• DIRECTIONS FOR THIS TASK:
Your answer should be exactly the lines from the one that contains "Query: green shrub" through the final line of the entries below, and nothing else.

• DATA FOR ANALYSIS:
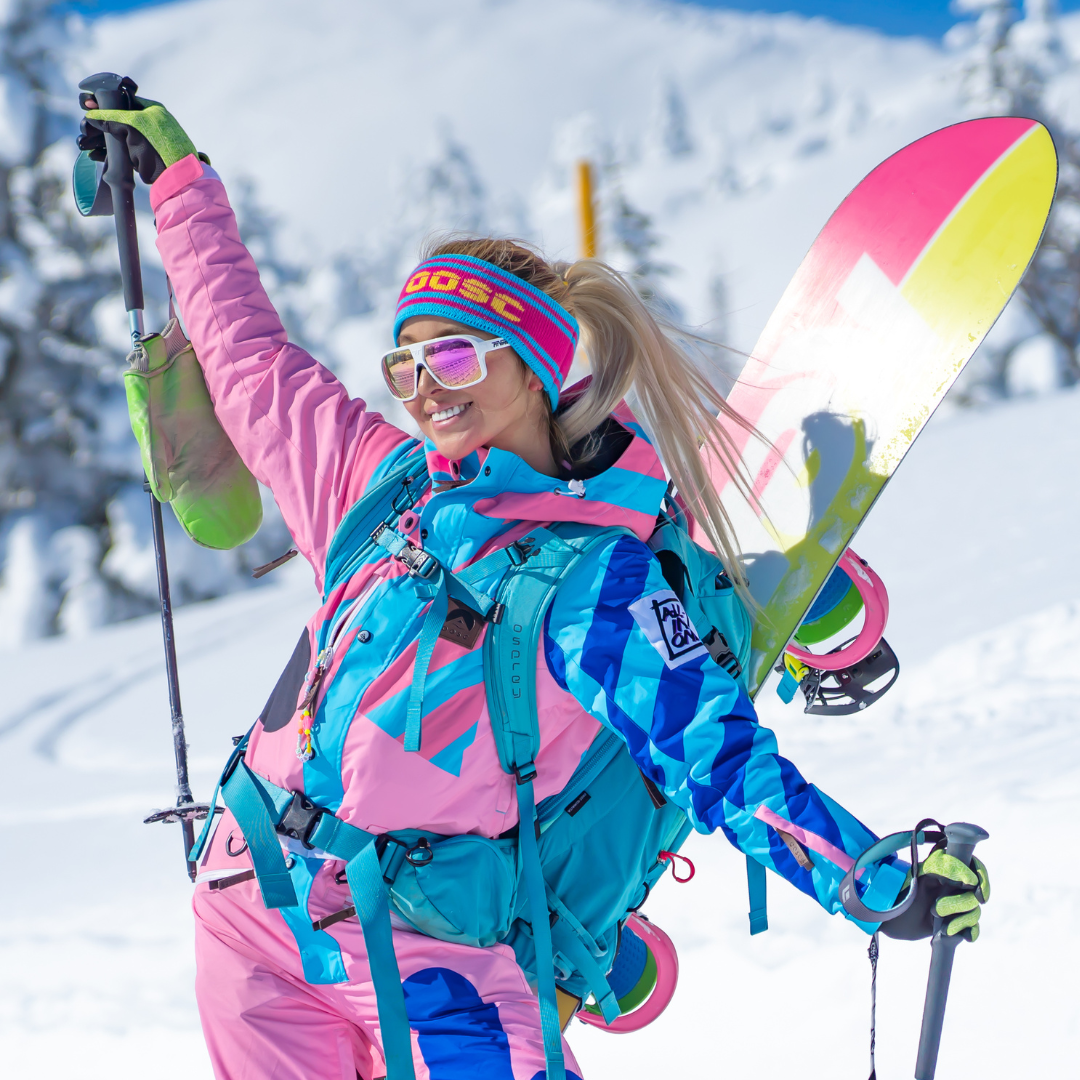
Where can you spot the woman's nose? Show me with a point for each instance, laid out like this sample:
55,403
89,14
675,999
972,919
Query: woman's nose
427,385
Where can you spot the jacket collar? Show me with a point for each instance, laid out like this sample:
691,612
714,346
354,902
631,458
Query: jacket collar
623,486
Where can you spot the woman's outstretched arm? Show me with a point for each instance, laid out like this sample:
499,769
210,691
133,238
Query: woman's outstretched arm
292,421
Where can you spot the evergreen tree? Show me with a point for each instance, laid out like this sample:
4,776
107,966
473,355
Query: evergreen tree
1010,70
62,456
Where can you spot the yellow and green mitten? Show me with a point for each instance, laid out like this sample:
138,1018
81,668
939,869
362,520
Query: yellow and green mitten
188,458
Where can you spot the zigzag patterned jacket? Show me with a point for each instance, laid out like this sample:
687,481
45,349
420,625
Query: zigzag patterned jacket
688,725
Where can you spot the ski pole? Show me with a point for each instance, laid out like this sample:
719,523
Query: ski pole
961,839
116,92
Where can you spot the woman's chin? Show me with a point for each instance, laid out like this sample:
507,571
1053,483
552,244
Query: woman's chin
456,447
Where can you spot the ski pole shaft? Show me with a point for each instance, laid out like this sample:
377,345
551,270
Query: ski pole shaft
113,92
179,740
961,839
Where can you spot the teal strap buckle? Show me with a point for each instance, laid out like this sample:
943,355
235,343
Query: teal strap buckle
757,887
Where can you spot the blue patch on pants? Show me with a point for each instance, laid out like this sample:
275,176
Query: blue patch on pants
459,1034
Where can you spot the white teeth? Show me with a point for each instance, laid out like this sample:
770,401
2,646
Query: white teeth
447,413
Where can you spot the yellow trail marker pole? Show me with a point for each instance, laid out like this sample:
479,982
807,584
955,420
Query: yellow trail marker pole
586,210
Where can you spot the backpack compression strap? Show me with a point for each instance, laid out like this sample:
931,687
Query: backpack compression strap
510,650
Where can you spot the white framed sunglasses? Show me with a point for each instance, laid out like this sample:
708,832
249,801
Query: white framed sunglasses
455,362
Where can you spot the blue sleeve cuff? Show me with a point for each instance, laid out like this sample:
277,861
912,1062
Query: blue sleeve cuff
881,893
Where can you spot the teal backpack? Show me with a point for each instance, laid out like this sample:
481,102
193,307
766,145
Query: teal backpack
556,889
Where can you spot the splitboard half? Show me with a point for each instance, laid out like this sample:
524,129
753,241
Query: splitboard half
894,296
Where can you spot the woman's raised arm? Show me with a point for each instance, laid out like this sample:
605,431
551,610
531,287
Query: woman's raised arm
292,421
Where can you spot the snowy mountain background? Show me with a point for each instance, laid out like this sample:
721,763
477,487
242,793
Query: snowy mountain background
346,130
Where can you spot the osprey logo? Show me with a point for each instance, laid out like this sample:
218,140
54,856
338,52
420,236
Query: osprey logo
664,622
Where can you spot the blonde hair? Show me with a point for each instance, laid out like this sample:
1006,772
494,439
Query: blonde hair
632,352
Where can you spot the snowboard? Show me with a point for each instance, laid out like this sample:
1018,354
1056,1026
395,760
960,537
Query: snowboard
898,291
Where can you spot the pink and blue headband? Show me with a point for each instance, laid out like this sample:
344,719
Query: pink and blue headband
478,294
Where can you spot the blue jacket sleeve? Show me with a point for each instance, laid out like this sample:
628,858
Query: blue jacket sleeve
618,639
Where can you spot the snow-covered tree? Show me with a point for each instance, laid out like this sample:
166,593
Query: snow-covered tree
62,451
1014,63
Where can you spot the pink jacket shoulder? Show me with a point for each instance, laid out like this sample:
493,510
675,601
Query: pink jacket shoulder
289,418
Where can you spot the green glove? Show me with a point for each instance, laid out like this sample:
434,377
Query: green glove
186,454
941,875
154,139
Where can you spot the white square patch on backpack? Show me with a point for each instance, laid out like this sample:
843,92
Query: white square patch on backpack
664,622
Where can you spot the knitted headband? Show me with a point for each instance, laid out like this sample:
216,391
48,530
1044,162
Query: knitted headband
478,294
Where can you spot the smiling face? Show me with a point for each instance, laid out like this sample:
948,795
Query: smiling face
507,410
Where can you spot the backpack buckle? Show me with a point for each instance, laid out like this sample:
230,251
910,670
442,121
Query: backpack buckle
521,551
525,772
299,820
416,559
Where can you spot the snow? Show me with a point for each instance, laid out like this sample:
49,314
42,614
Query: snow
738,134
974,540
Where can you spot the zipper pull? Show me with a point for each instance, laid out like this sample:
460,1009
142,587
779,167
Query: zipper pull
305,746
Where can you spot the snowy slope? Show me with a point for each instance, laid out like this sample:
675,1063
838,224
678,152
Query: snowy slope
973,539
737,133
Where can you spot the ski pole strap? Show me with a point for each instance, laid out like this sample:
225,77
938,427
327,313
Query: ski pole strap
757,887
555,1068
888,845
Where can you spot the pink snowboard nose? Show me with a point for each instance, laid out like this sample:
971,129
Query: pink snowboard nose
875,616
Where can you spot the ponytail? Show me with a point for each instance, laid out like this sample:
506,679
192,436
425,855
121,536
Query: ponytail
632,353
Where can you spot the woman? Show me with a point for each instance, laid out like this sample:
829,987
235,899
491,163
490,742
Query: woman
485,335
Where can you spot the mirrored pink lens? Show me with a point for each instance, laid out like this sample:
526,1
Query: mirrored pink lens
399,369
453,362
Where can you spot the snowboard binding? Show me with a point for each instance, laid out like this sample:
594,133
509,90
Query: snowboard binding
852,676
643,977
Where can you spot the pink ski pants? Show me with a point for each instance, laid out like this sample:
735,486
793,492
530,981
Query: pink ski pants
472,1013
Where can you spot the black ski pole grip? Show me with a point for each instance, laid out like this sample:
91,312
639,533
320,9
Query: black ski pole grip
961,839
118,92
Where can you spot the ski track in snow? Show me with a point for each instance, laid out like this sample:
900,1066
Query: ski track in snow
95,932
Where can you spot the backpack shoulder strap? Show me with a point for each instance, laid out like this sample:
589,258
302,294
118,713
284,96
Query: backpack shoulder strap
385,500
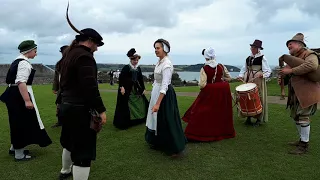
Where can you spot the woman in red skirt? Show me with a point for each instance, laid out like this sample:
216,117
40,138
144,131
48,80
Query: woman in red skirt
210,116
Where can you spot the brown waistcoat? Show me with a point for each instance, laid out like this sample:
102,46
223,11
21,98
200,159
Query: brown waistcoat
307,92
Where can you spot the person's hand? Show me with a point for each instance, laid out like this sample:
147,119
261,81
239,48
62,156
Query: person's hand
279,80
29,104
122,90
103,118
286,70
155,108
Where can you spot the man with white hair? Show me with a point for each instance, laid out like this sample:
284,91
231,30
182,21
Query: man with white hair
256,70
301,104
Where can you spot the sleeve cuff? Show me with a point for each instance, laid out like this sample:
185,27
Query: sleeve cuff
101,109
163,92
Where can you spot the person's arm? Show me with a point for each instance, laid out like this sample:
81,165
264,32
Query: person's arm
87,78
226,74
243,70
265,68
23,73
203,79
166,80
55,86
310,64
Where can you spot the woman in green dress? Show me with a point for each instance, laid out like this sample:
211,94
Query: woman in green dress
164,129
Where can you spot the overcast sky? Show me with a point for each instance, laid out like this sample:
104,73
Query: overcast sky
229,26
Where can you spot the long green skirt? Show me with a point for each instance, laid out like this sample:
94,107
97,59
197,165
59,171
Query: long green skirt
170,137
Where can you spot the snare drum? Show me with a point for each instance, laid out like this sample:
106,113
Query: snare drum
248,100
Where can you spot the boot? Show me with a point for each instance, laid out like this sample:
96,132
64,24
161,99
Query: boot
258,122
301,149
248,121
294,143
56,125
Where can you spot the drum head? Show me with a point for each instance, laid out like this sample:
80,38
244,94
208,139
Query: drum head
246,87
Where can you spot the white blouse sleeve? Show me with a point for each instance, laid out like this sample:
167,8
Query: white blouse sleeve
265,68
243,70
203,79
23,72
166,79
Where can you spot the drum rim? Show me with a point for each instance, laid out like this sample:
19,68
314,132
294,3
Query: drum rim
254,84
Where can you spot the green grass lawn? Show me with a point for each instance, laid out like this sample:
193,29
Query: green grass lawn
273,87
255,153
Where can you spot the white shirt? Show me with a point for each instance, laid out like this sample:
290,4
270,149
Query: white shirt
163,74
266,70
24,70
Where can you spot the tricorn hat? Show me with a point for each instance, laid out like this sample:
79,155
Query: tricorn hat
203,51
26,46
257,43
87,33
132,52
299,37
62,48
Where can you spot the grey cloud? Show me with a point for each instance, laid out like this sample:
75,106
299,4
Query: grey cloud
269,8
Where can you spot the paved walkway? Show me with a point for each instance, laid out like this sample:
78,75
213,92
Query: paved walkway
271,99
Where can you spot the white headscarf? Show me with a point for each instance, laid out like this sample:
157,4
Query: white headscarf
210,53
165,48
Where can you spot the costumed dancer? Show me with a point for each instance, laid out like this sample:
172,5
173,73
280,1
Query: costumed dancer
26,126
210,117
256,70
164,130
132,104
79,97
55,86
303,94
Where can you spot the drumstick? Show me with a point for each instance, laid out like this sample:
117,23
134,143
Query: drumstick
255,78
281,65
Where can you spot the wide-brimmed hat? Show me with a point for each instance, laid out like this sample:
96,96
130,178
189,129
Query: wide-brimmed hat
165,42
299,37
257,43
85,34
133,53
26,46
62,48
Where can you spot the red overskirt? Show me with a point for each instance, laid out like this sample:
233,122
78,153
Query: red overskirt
210,117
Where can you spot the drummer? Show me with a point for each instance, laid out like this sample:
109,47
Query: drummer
256,70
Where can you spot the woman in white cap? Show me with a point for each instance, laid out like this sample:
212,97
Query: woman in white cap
26,126
164,130
210,117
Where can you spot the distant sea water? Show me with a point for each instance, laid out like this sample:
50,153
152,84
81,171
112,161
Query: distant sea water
189,76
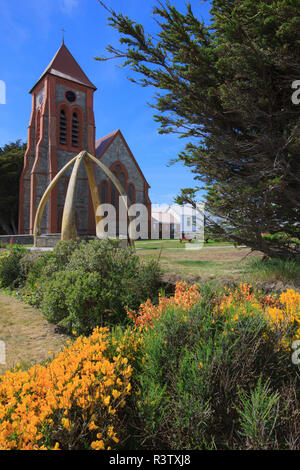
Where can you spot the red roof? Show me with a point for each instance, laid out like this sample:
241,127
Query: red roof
65,66
102,145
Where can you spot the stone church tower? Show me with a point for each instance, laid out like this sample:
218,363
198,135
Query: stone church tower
61,125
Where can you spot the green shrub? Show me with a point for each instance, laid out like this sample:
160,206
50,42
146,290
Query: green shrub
201,379
88,284
11,272
274,269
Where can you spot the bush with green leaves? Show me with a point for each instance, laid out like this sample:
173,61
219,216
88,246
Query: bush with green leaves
213,383
82,285
11,272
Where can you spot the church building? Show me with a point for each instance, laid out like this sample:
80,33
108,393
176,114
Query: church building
61,125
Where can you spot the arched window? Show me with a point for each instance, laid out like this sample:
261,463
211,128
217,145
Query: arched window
131,193
104,192
38,126
75,130
63,128
122,179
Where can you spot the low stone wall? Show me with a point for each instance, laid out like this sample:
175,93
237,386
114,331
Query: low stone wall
18,239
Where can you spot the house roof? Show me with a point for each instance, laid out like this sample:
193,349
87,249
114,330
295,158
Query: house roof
65,66
105,142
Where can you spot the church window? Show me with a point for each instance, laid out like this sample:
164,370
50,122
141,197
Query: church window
122,179
75,130
70,95
131,193
38,126
63,128
104,191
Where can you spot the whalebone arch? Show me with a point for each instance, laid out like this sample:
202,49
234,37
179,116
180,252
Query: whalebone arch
68,229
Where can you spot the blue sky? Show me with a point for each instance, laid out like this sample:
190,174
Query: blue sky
30,36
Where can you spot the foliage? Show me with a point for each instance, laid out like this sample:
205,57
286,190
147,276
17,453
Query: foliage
209,366
258,415
227,87
11,164
274,269
11,274
83,285
73,402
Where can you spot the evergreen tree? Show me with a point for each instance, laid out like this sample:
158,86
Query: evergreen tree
228,86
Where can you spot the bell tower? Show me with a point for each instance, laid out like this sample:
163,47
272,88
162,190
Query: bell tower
61,125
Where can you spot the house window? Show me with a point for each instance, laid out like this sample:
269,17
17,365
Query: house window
63,128
75,130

• SOLUTION TO THE EXERCISE:
Query: green shrub
201,379
88,284
11,272
274,269
Where can you spot the bush with green leaves? Show me with a point for each instance, laid out like this sample:
173,61
219,216
88,246
Query: bush with green leaves
213,383
82,285
11,272
Where can you spot the church building? Show me with a point for each instance, laid out like this sample:
80,33
108,393
176,114
Query: church building
61,125
Where can you spot the arched window? Show me with a point for each instance, laid out like this sample:
261,463
211,128
217,145
Query: arched window
131,193
104,192
38,126
75,130
63,128
122,179
Where can you spot the low stone wall? Show me with a point for each instance, laid out like this sample:
175,93
237,386
114,331
Query: low stone wall
18,239
Where can you spot the house roof? Show me with a point for each instance, laid out like this sample:
193,349
87,249
114,330
295,158
Query: house roof
65,66
105,142
Where can you spot the church window? Show me with a point for each instance, laid out like this sample:
164,370
50,122
141,197
Query: church window
122,179
75,130
70,95
131,193
38,126
63,128
104,191
Where can you spot the whalebone arch? Show me with a point for each instance, laid out like this sample:
202,49
234,37
179,116
180,252
Query: whalebone arch
68,229
Where can you spot the blue sky? Show me with a point for each instance, laid out like this sample:
190,174
Query: blue sky
30,36
Where can you spot the foliage? Show me with a point for each instance, laid out like this sample:
205,57
286,190
147,276
17,453
Query: foliage
209,366
258,415
227,87
11,164
274,269
11,274
83,285
73,402
Where can you spot the evergreen tree? Show me with a point for each instance, laid out like this sample:
158,86
Query: evergreen tree
228,86
Where can you spot the bell tower? Show me with a point for each instance, laid out like this sample:
163,47
272,88
162,190
Query: bell tower
61,125
Where can you spot the house window? Show me with a point for each instance, laid out like this sample:
269,17
17,365
Query: house window
63,128
75,130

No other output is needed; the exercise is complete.